▶ DO THIS: Return each entry below line for line, with no changes, and leave out the pictures.
------------------------------------------------------------------------
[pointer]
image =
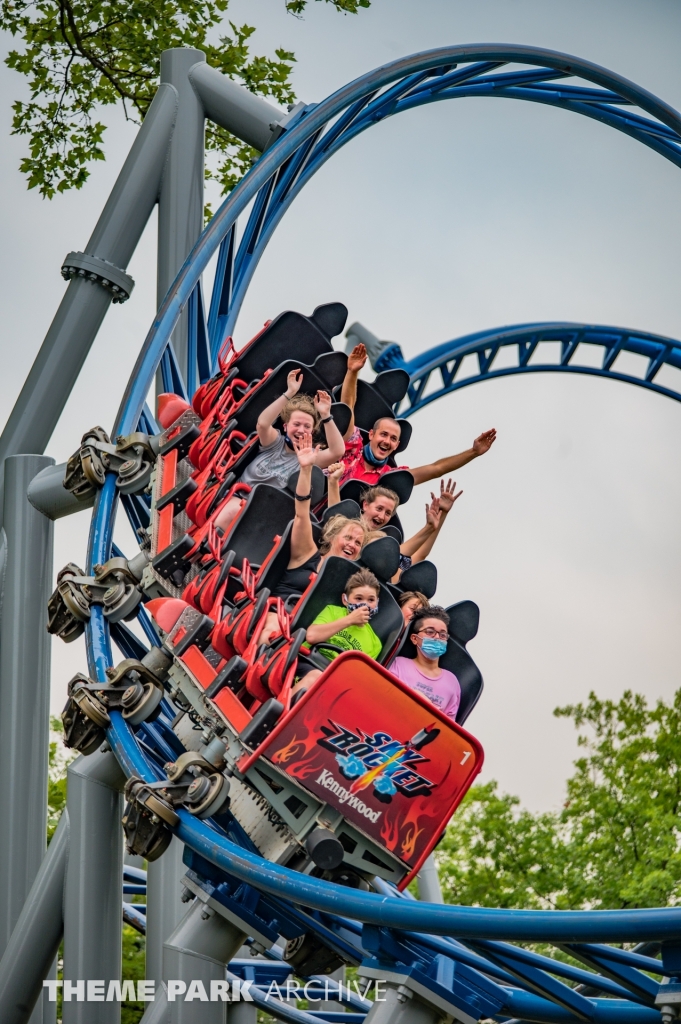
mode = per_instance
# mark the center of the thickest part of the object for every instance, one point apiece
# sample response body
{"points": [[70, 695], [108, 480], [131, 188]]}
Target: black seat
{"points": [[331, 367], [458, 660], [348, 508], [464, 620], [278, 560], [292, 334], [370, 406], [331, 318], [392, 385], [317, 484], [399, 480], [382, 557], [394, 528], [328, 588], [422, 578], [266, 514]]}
------------------------------------------------------------------------
▶ EXERCISE SOLUTION:
[pointer]
image =
mode = per_instance
# mark the center of the thickest part of the object for every instance, one point apiece
# sample response body
{"points": [[70, 695], [108, 480], [131, 188]]}
Target: black seat
{"points": [[331, 367], [458, 660], [348, 508], [464, 620], [278, 560], [292, 334], [370, 406], [331, 318], [392, 385], [317, 484], [399, 480], [382, 557], [394, 528], [328, 588], [422, 578], [266, 514]]}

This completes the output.